* Texte support
..........

Des bases solides : La Chine qui rêve de conduire le monde a lancé en 2013 son projet de « nouvelles routes de la soie », qui vise à relier l’Asie à l’Europe en passant par l’Afrique. Plus de 120 pays d’Europe et d’Afrique ont déjà adhéré à ce programme d’aide financière « qui regroupe en fait toutes sortes de projets différents », selon Sébastien Jean, le directeur du Centre d’études prospectives et d’informations internationales (Cepii). Plus de 900 milliards de dollars US de prêts consentis, ou en voie de l’être dans le cadre de ce programme, ont déjà permis à plusieurs pays de se doter d’infrastructures stratégiques (ports, aéroports, routes, énergie et chemins de fer) et à la Chine d’avancer ses pions. Aujourd’hui, Pékin est un partenaire économique mondial indispensable. « Les nouvelles routes de la soie » ont contribué à hisser le pays à la première place dans divers secteurs économiques ; notamment la détention de réserves de change, la production d’acier, de charbon et de ciment… La Chine contrôle par ailleurs plus de 70 % de la production de terres rares, métaux essentiels à la fabrication des téléviseurs, des batteries pour téléphones portables et voitures électriques, des pots catalytiques, des éoliennes. Le pays qui est devenu la principale source internationale de brevets déposées auprès de l’Organisation mondiale de la propriété intellectuelle (OMPI), s’est par ailleurs imposé comme pierre angulaire dans le marché de la fourniture des composantes informatiques.
Il devient incontournable dans l’innovation technologique et numérique, longtemps confisquée par les Etats-Unis. Même culturellement, la Chine se déploie à travers le monde. Mais les ambitions hégémoniques de la Chine, clairement mises en exergue lors de la crise de Covid-19, n’attirent pas que des sympathies. En Europe du Nord comme aux Etats-Unis, où les morts se comptent par dizaines de milliers, s’est rapidement développée une violente campagne dénonçant la responsabilité de Pékin dans l’épidémie et ses gigantesques conséquences économiques.

..........

* Liste des données

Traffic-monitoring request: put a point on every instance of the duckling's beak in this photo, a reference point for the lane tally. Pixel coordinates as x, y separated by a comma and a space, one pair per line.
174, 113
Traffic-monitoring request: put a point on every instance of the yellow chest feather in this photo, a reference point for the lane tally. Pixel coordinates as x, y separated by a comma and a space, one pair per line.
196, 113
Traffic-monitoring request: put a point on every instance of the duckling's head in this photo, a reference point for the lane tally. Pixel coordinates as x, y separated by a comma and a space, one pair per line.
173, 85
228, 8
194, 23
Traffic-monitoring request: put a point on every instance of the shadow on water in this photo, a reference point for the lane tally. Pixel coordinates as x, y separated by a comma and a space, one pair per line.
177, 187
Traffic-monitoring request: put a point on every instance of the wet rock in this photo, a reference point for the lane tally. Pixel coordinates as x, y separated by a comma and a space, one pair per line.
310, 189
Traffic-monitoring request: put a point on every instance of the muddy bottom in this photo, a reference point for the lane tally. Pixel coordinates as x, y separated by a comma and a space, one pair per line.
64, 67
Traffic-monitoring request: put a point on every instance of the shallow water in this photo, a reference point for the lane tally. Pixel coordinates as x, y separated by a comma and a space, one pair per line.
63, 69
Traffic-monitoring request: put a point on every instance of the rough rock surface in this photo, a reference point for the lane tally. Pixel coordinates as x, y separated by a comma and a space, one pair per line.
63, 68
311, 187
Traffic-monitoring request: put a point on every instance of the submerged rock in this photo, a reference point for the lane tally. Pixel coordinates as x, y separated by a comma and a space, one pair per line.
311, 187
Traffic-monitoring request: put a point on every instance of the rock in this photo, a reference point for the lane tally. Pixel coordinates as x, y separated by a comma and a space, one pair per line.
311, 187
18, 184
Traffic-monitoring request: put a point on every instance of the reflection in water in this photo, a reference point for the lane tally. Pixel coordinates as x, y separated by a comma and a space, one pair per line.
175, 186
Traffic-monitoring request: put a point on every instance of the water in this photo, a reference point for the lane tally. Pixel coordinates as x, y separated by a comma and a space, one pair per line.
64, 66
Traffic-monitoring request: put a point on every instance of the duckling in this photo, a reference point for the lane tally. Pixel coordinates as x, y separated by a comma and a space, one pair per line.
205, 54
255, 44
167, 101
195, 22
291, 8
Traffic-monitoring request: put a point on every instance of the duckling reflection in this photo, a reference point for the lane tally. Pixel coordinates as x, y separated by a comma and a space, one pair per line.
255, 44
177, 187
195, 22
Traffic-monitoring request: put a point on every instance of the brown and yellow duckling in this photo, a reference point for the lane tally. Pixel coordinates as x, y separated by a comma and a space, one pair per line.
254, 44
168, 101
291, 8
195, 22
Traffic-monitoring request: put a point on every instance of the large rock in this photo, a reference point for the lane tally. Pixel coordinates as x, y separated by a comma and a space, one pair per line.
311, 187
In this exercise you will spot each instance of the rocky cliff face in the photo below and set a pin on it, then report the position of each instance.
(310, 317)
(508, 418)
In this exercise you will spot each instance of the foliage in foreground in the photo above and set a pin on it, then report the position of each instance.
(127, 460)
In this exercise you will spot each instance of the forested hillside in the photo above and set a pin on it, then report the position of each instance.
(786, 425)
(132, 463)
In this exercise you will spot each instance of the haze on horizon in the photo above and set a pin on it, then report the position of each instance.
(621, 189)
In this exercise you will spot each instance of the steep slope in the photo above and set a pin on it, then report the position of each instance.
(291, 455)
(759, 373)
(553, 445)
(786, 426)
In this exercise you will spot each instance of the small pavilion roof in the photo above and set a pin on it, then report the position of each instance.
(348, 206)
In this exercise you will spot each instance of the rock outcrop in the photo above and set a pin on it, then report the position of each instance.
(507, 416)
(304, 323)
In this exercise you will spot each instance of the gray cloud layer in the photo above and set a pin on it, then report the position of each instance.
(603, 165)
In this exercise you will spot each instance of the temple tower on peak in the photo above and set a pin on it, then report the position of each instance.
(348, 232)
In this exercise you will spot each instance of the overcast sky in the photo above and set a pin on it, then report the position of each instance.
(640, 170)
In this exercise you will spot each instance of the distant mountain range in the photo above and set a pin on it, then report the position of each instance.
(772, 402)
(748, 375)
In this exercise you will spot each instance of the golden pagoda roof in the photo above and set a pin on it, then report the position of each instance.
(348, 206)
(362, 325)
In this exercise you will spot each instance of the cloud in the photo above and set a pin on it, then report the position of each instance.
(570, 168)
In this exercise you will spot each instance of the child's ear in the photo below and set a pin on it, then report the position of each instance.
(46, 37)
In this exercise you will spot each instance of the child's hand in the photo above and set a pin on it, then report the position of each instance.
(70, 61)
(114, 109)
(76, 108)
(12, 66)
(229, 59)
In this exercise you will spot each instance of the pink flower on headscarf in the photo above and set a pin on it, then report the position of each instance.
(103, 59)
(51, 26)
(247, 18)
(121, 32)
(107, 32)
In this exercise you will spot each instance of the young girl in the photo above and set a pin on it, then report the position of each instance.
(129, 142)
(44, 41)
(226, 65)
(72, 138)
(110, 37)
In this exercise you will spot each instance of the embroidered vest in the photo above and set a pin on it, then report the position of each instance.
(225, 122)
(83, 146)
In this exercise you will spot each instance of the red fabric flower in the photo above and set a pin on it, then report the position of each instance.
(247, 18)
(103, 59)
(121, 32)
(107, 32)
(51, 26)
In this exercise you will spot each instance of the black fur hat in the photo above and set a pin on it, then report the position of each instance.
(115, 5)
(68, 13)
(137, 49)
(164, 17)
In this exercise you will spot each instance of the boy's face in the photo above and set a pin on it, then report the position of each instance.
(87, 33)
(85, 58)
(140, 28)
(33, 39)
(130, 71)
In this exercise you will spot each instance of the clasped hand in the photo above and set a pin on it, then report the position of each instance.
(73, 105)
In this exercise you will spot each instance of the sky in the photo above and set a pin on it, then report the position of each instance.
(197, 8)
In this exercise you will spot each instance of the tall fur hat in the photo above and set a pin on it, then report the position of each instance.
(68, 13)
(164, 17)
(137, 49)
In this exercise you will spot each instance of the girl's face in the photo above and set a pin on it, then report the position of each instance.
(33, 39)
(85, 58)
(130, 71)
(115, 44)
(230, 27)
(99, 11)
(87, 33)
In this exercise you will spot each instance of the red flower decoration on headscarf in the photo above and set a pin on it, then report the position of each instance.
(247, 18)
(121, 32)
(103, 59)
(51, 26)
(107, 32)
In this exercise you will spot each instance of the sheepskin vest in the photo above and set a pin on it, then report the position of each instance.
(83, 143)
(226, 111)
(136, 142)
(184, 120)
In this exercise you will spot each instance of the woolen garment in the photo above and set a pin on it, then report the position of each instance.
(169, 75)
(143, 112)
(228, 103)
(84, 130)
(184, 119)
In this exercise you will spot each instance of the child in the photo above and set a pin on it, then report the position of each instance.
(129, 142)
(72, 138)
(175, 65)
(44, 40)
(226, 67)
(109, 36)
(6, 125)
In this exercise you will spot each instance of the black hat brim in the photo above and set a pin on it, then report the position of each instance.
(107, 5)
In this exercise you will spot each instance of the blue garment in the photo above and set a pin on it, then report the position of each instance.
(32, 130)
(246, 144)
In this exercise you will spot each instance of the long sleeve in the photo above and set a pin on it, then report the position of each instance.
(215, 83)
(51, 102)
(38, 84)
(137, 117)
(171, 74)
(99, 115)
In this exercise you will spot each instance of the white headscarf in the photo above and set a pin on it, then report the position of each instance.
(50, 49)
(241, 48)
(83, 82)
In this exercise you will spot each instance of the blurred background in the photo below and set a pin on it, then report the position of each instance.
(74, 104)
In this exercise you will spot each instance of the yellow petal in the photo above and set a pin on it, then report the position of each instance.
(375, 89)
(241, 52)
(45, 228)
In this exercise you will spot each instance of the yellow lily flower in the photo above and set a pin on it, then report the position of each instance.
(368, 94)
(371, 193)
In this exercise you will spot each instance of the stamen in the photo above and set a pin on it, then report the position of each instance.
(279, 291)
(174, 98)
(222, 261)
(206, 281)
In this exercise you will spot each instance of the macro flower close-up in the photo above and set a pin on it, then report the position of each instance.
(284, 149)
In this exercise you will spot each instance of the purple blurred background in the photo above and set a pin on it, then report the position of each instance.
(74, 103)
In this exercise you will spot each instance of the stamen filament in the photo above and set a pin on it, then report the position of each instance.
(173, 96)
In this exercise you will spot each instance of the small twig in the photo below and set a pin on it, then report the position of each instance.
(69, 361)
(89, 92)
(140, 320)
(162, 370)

..........

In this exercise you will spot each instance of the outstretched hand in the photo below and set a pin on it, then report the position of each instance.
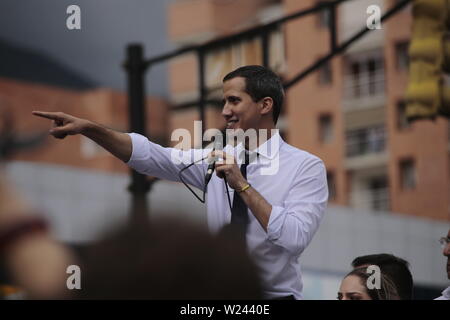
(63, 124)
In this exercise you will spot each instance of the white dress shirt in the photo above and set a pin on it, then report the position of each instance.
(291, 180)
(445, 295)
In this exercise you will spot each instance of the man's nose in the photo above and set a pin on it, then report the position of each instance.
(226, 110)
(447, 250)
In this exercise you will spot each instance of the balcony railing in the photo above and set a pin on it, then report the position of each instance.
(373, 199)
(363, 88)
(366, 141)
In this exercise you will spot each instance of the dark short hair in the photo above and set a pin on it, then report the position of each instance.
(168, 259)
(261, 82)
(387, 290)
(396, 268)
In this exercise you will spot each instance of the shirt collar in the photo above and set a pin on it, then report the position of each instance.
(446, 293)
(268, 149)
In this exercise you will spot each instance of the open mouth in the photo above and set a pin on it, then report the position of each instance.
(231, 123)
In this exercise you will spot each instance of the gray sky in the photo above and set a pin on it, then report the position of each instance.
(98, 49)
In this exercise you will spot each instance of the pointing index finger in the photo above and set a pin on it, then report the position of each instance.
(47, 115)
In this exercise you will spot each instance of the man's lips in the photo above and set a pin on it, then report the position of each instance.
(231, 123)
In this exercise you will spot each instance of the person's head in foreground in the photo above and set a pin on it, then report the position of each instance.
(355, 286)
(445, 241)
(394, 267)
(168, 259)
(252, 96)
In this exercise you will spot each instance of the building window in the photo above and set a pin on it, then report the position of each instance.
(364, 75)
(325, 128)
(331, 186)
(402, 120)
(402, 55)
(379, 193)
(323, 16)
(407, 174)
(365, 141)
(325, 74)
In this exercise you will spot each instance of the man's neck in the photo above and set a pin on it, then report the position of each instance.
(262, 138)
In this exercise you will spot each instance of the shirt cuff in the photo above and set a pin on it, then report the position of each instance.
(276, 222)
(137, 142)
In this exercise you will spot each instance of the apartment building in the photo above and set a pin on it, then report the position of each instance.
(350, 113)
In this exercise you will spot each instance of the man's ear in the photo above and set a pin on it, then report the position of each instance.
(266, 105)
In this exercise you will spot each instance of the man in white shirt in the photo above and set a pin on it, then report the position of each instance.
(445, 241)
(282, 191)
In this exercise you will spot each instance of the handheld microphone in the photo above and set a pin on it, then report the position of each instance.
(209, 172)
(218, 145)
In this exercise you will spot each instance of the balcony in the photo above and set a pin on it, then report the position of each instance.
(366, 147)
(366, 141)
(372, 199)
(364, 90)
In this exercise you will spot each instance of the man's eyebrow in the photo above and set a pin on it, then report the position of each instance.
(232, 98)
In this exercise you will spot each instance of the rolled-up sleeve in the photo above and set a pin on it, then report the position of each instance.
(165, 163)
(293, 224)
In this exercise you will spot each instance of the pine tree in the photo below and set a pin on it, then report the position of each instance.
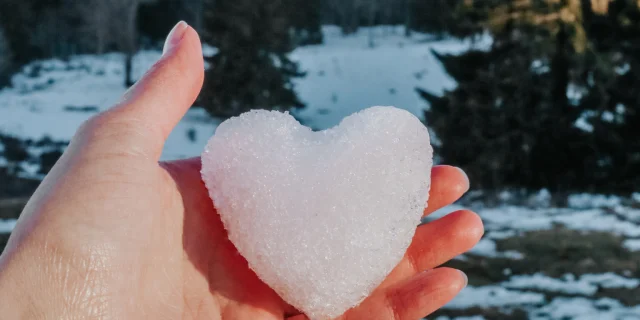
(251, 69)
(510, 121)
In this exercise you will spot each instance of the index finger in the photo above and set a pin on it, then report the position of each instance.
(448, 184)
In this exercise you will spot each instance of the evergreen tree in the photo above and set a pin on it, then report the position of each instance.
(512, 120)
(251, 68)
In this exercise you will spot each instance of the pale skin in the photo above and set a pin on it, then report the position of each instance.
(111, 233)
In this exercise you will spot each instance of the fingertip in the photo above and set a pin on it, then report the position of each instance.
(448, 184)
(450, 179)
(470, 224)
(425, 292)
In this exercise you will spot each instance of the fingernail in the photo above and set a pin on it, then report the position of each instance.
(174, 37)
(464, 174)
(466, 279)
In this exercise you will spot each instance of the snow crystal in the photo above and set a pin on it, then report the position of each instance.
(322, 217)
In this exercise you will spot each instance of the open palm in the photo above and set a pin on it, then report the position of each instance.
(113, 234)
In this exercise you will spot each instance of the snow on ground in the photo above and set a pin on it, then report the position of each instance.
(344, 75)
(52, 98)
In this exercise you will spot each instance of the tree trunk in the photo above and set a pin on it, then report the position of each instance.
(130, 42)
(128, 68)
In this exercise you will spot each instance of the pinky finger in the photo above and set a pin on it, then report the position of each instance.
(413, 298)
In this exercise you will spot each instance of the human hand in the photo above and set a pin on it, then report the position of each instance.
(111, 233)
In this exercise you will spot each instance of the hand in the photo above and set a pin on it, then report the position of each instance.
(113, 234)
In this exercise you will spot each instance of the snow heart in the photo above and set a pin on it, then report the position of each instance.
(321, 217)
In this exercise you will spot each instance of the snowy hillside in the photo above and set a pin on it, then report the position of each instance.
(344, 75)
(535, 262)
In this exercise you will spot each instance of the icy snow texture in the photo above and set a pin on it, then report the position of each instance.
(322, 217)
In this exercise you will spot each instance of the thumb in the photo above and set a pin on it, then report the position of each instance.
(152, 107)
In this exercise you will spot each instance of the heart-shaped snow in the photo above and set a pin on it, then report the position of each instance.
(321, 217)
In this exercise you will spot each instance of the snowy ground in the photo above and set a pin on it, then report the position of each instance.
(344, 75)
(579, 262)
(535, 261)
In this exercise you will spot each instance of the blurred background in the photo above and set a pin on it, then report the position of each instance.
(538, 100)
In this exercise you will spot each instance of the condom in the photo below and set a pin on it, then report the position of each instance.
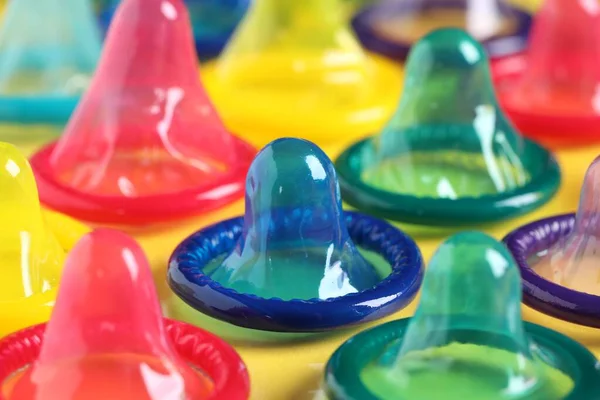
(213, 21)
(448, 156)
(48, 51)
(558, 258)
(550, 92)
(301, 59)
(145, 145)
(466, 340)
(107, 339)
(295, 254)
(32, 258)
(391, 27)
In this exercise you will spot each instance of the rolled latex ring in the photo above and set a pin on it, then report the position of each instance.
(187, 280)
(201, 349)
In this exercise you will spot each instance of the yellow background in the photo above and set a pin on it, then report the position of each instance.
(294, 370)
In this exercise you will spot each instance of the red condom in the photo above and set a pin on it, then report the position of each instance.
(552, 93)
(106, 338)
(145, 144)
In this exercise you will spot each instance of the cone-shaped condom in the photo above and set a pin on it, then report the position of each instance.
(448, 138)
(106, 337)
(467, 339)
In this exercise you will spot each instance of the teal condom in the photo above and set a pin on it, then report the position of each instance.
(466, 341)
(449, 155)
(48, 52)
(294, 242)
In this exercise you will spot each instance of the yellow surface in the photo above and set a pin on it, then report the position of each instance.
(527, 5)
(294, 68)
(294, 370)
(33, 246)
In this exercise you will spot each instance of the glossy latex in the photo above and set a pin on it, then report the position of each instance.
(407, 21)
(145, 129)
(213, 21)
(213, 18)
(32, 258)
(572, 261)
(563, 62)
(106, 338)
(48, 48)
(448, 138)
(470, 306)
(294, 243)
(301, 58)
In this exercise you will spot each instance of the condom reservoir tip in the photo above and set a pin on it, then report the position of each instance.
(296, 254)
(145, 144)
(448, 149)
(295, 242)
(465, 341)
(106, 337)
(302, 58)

..........

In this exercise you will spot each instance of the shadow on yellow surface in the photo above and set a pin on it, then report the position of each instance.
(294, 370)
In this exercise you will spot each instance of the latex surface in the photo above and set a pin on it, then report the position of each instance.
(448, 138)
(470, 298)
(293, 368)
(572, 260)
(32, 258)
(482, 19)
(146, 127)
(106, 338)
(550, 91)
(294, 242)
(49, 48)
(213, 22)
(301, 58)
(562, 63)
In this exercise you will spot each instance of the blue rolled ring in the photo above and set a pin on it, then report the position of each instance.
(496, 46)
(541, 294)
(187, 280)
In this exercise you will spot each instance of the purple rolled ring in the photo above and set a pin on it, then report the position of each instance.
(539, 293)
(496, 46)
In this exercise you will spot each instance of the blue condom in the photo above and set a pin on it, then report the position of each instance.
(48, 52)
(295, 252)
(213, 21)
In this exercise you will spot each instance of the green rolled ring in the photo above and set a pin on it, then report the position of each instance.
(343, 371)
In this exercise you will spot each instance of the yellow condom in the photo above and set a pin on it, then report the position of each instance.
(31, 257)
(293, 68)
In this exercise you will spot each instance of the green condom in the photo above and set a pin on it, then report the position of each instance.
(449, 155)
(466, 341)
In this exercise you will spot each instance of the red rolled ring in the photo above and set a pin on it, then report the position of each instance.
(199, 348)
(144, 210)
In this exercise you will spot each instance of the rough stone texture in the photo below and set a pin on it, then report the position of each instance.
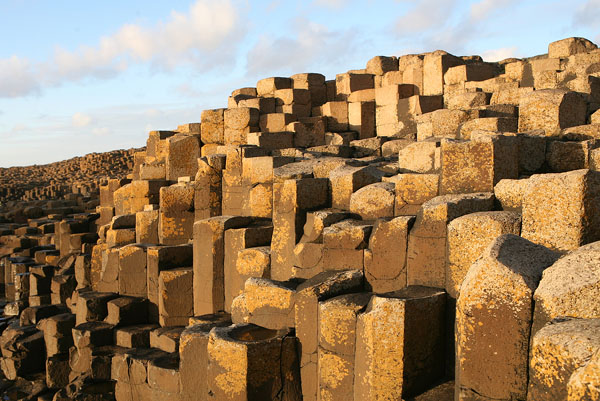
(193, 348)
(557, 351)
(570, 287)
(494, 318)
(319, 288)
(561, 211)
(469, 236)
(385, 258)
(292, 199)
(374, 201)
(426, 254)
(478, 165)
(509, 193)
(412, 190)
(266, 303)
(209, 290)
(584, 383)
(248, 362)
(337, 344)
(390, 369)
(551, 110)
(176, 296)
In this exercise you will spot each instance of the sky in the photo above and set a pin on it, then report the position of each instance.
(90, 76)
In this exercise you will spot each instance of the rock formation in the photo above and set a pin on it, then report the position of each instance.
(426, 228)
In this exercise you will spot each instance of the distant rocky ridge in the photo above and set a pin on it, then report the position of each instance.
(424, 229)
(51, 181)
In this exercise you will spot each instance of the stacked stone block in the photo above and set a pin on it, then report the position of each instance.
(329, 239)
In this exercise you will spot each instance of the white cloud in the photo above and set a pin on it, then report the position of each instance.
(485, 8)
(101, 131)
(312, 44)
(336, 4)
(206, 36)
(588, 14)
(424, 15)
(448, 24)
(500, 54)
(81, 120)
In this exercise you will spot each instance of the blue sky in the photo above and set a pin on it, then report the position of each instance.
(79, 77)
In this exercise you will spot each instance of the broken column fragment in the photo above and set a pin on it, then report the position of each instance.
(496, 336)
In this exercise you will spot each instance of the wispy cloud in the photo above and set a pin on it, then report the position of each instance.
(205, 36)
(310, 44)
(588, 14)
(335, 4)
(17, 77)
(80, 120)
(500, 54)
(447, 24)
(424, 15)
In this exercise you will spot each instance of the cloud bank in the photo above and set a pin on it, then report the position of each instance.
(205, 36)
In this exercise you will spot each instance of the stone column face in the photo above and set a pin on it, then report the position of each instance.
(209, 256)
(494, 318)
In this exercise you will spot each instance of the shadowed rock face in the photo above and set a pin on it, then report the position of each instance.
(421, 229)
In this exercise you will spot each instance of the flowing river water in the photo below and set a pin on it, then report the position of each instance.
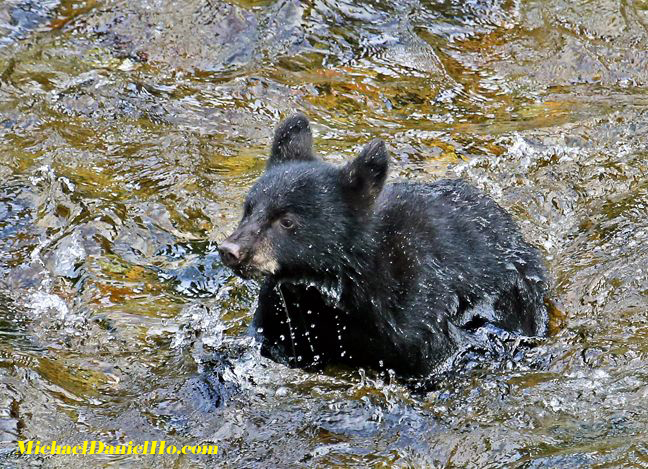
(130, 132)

..........

* Consigne
Poursuivez le texte sur l'essor de la Chine à la suite de sa dernière phrase. Les enregistrements n'ont aucun lien avec le texte sur l'essor de la Chine.

* Réponse proposée
Paris, Berlin, Londres et Washington se montrent davantage incisifs après que le Washington Post, le 14 avril 2020, ait révélé que des télégrammes diplomatiques américains alertaient déjà en janvier 2018 sur des failles de sécurité au National High-Level Biosafety Laboratory de Wuhan, le nouveau centre ouvert en 2017 pour mener des recherches sur les agents pathogènes les plus dangereux.
Alors que Donald Trump annonçait qu’une enquête exhaustive a été lancée pour comprendre comment le coronavirus s’est déclaré, Emmanuel Macron, dans un entretien accordé au Financial Times, soulignait qu’ « il y a manifestement des choses qui se sont passées qu’on ne sait pas. Il appartient à la Chine de les dire ».
Malgré tout, rien ne semble pouvoir arrêter la progression de l’Empire du Milieu. Plus surendettés que jamais, incapables de solidarité entre eux, menacés par une récession sans précédent, ligotés par les populismes, les pays occidentaux peuvent bien s’agiter, une grande partie du monde a déjà les yeux tournés vers l’Asie.